PROVIDED INFORMATION Block Start
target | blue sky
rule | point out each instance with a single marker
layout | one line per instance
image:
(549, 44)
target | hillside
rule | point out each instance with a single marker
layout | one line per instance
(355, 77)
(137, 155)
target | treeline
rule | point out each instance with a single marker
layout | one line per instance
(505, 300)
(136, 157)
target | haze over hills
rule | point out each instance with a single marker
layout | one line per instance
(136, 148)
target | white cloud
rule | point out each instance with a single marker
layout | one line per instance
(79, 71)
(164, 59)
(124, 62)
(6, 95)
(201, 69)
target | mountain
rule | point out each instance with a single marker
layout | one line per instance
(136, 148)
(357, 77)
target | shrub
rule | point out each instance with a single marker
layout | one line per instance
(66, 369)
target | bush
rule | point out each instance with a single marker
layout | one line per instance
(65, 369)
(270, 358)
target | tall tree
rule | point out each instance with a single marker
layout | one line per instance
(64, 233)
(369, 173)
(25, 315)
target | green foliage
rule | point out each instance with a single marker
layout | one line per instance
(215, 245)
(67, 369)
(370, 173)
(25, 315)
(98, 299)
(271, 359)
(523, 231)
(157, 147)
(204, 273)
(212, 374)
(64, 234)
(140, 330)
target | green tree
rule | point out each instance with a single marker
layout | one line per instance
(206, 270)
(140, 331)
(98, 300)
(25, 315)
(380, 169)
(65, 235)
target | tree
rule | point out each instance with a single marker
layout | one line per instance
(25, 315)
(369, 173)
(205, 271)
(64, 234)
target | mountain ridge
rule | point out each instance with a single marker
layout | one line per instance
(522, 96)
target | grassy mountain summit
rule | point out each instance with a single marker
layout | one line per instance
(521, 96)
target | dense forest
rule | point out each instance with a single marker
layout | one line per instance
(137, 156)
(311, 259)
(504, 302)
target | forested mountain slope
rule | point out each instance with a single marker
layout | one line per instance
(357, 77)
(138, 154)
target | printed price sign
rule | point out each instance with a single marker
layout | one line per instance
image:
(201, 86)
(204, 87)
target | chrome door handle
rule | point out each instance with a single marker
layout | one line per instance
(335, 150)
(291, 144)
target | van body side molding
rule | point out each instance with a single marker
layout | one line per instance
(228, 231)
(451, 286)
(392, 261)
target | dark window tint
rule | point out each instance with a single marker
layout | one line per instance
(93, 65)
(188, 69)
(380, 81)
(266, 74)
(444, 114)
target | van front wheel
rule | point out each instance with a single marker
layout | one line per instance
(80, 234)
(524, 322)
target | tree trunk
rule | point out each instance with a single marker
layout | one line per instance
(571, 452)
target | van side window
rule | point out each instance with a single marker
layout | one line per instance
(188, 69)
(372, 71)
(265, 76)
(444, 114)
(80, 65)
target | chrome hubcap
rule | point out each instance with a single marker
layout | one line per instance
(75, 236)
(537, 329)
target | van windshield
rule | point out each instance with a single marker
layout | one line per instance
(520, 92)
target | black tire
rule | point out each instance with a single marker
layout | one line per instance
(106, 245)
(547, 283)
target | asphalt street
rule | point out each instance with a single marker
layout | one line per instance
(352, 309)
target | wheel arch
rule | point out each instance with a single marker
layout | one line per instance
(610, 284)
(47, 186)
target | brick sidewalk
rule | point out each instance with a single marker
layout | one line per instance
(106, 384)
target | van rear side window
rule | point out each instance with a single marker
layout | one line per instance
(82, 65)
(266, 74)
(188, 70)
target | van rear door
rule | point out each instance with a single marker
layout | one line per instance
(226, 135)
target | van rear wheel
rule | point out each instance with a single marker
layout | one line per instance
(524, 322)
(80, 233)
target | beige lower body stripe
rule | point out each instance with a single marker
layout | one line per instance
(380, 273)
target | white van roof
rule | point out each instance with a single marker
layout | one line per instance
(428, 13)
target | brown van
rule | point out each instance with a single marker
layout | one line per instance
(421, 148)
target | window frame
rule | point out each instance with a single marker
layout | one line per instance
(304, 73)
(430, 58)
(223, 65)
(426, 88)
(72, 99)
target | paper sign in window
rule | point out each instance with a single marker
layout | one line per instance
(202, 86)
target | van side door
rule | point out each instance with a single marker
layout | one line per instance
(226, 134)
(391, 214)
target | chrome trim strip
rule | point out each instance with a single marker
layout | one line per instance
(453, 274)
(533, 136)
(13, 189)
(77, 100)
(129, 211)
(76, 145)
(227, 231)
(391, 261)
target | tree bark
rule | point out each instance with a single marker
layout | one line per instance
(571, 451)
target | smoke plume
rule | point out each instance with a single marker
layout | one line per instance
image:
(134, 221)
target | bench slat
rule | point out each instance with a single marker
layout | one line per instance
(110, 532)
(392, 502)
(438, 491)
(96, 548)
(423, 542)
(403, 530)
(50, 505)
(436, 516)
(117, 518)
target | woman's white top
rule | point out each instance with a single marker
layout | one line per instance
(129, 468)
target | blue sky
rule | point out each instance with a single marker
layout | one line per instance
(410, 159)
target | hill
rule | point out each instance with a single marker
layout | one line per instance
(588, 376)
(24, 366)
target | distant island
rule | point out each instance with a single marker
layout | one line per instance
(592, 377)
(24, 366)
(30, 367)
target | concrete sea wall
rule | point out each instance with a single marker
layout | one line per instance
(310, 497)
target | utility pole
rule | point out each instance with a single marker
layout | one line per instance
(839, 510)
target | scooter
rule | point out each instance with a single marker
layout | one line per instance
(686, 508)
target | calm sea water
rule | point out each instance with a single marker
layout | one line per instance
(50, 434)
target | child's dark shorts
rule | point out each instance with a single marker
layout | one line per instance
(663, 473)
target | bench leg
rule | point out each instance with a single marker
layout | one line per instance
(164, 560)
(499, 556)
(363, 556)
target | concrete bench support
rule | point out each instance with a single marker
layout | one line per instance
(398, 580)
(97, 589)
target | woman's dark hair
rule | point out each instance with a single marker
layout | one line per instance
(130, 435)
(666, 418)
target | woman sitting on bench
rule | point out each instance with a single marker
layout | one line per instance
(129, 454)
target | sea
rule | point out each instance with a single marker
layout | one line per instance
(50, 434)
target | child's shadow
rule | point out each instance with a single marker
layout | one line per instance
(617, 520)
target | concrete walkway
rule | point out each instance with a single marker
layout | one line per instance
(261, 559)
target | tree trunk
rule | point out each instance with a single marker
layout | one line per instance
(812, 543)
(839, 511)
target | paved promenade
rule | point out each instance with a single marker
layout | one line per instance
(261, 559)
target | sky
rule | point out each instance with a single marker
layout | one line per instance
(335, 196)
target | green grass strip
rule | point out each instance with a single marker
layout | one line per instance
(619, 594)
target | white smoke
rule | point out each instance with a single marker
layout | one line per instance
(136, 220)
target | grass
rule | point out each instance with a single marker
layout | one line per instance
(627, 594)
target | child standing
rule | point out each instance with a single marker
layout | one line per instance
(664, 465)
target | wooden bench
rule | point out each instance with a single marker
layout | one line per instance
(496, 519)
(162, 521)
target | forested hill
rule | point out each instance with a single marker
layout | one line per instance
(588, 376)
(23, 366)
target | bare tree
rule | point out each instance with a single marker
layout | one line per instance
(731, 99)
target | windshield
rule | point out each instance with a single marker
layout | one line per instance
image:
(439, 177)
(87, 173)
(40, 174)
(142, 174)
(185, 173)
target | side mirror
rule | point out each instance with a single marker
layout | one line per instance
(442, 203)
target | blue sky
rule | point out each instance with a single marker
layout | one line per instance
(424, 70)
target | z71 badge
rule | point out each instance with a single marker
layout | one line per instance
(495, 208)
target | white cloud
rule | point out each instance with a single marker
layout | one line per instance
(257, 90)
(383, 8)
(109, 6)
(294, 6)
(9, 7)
PROVIDED INFORMATION Block End
§ PROMPT:
All of the entries above should be written out verbatim.

§ SOLUTION:
target | blue sky
rule | point out each instance with a single marker
layout | one line per instance
image:
(549, 44)
target | hillside
rule | point out each instance with a single marker
layout | one line per instance
(355, 77)
(137, 155)
target | treeline
rule | point out each instance with a single marker
layout | one line per instance
(505, 300)
(136, 157)
target | haze over hills
rule | point out each instance with a single marker
layout | one line per instance
(136, 148)
target | white cloud
rule | point out each instance with a single marker
layout | one line per instance
(79, 71)
(164, 59)
(124, 62)
(6, 95)
(201, 69)
target | mountain
rule | point out each instance with a single marker
layout | one line per instance
(136, 148)
(357, 77)
target | shrub
rule | point out each instance with a single marker
layout | one line per instance
(66, 369)
target | bush
rule | point out each instance with a single marker
layout | one line per instance
(65, 369)
(270, 358)
target | tall tree
rule | point out each instance with a single marker
layout | one line per instance
(64, 233)
(369, 173)
(25, 315)
target | green foliage
rule | point out each instance with a single marker
layout | one line per instance
(215, 245)
(67, 369)
(370, 173)
(25, 315)
(98, 299)
(271, 359)
(523, 231)
(157, 147)
(204, 273)
(212, 374)
(64, 234)
(140, 330)
target | green tree
rule | point out each instance with a single marker
layout | one line per instance
(206, 270)
(140, 331)
(98, 300)
(25, 315)
(380, 169)
(65, 235)
target | tree
rule | point out each instance with a single marker
layout | one line per instance
(25, 315)
(369, 173)
(205, 271)
(64, 234)
target | mountain ridge
rule | point out each instance with a single marker
layout | one line per instance
(522, 96)
target | grassy mountain summit
rule | point out each instance with a single marker
layout | one line per instance
(521, 96)
target | dense forest
rule | point out each instance with a single marker
layout | one line per instance
(137, 156)
(311, 259)
(504, 302)
target | forested mountain slope
rule | point out each instance with a single marker
layout | one line per instance
(357, 77)
(138, 154)
target | printed price sign
rule | point out each instance with a single marker
layout | one line per instance
image:
(201, 86)
(204, 87)
target | chrome door handle
rule | point out each instance with a single marker
layout | one line per instance
(335, 150)
(291, 144)
target | van body side molding
rule | point out each instance with a single marker
layout | one line per instance
(228, 231)
(451, 286)
(392, 261)
target | dark window tint
rule | point out each instance with a single marker
layout | one line per instance
(93, 65)
(188, 69)
(380, 81)
(266, 74)
(444, 114)
target | van front wheel
rule | point out each instance with a single marker
layout | one line per instance
(80, 234)
(524, 322)
target | tree trunk
rule | point out each instance with a single marker
layout | one line per instance
(571, 452)
target | van side window
rule | point out each instance with a single marker
layout | one line per instance
(188, 69)
(372, 71)
(265, 76)
(444, 114)
(80, 65)
target | chrome hubcap
rule | point out each instance with a single marker
layout | one line per instance
(75, 236)
(537, 329)
target | van windshield
rule | point out each instance with a single marker
layout | one line per instance
(520, 92)
target | black tire
rule | point out each instance with a single marker
layout | one line per instance
(106, 245)
(547, 283)
target | asphalt street
rule | point out each instance with a single marker
layout | one line per instance
(352, 309)
target | wheel arch
rule | point out each instance with a single marker
layout | one line per instance
(610, 284)
(47, 186)
target | brick sidewalk
rule | point out each instance with a single marker
layout | one line per instance
(106, 384)
target | van rear side window
rule | point out each instance with a single marker
layout | one line per instance
(82, 65)
(266, 74)
(188, 70)
target | van rear door
rule | point out each instance with a single marker
layout | one line per instance
(226, 135)
target | van rear wheel
rule | point out each instance with a single marker
layout | one line per instance
(524, 322)
(80, 233)
target | beige lower body stripe
rule | point out each instance with a single marker
layout | one line per instance
(380, 273)
target | white van roof
rule | point out each instance with a single marker
layout | one line per instance
(428, 13)
target | brown van
rule | point out each instance with a single marker
layout | one line per instance
(421, 148)
target | window frame
rule | point out each instance with a single marker
layout | one line per instance
(304, 73)
(430, 58)
(223, 65)
(426, 88)
(72, 99)
target | paper sign in window
rule | point out each instance with a single marker
layout | one line per instance
(202, 86)
target | van side door
rule | point out each instance with a single marker
layout | one line per instance
(226, 134)
(391, 214)
target | chrome trim strip
rule | point out each instance with a single marker
layout | one line per instance
(453, 274)
(533, 136)
(13, 189)
(77, 100)
(129, 211)
(76, 145)
(227, 231)
(391, 261)
target | tree bark
rule | point out each instance with a single marker
layout | one line per instance
(571, 451)
target | smoke plume
rule | point out each instance with a single marker
layout | one line per instance
image:
(134, 221)
target | bench slat
rule | point out each instance with a single marker
layout | one line per instance
(110, 532)
(392, 502)
(438, 491)
(96, 548)
(423, 542)
(403, 530)
(50, 505)
(436, 516)
(117, 518)
target | woman's white top
rule | point out each instance with a single marker
layout | one line per instance
(129, 468)
target | blue sky
rule | point out each instance with a single marker
layout | one line per instance
(410, 159)
target | hill
rule | point out each instance with a single marker
layout | one line per instance
(588, 376)
(24, 366)
target | distant island
rule | point out each instance with a single marker
layout | one line per instance
(592, 377)
(24, 366)
(30, 367)
target | concrete sea wall
rule | point out each instance with a single marker
layout | one line per instance
(310, 497)
target | utility pole
rule | point out each instance with a single marker
layout | one line per instance
(839, 510)
target | scooter
rule | point out each instance with a single marker
layout | one line per instance
(686, 508)
target | calm sea water
rule | point out each instance with a single marker
layout | one line per instance
(50, 434)
target | child's dark shorts
rule | point out each instance with a single marker
layout | one line per instance
(663, 473)
target | bench leg
rule | point out each instance with a single marker
layout | one line per instance
(164, 560)
(499, 556)
(363, 556)
target | concrete bench support
rule | point out each instance with a single marker
layout | one line per instance
(398, 580)
(97, 589)
target | woman's dark hair
rule | point out each instance with a single marker
layout | one line per instance
(130, 435)
(666, 418)
target | woman sitting on bench
rule | point out each instance with a single marker
layout | one line per instance
(129, 454)
target | sea
rule | point out each instance with a single marker
layout | one line per instance
(50, 434)
target | child's shadow
rule | point out each instance with a single marker
layout | one line per instance
(617, 520)
target | concrete walkway
rule | point out each instance with a single marker
layout | one line per instance
(261, 559)
target | tree trunk
rule | point out each instance with a single marker
layout | one line per instance
(812, 543)
(839, 511)
target | paved promenade
rule | point out each instance with a single marker
layout | one line per instance
(261, 559)
target | sky
rule | point out each instance with a single marker
layout | one line per instance
(335, 196)
target | green grass strip
rule | point out each instance with a single marker
layout | one line per instance
(619, 594)
target | white smoke
rule | point out each instance with a single marker
layout | one line per instance
(136, 220)
target | grass
rule | point out each instance with a single marker
layout | one line per instance
(627, 594)
target | child standing
rule | point out each instance with a single marker
layout | one line per instance
(664, 465)
target | wooden bench
rule | point out each instance with a single marker
layout | one line per instance
(496, 519)
(162, 521)
target | forested hill
rule | point out each instance with a single marker
layout | one line per instance
(588, 376)
(23, 366)
target | bare tree
rule | point out each instance with a single marker
layout | one line per instance
(731, 99)
target | windshield
rule | point out each instance with a single marker
layout | one line per instance
image:
(439, 177)
(87, 173)
(40, 174)
(142, 174)
(185, 173)
target | side mirror
rule | point out each instance with a single marker
layout | one line per instance
(442, 203)
target | blue sky
rule | point out each instance with a single marker
layout | one line per instance
(424, 70)
target | z71 badge
rule | point out each instance with a single marker
layout | one line per instance
(495, 208)
target | white cloud
rule | point out each instance with a single marker
layout | one line per instance
(257, 90)
(383, 8)
(109, 6)
(294, 6)
(9, 7)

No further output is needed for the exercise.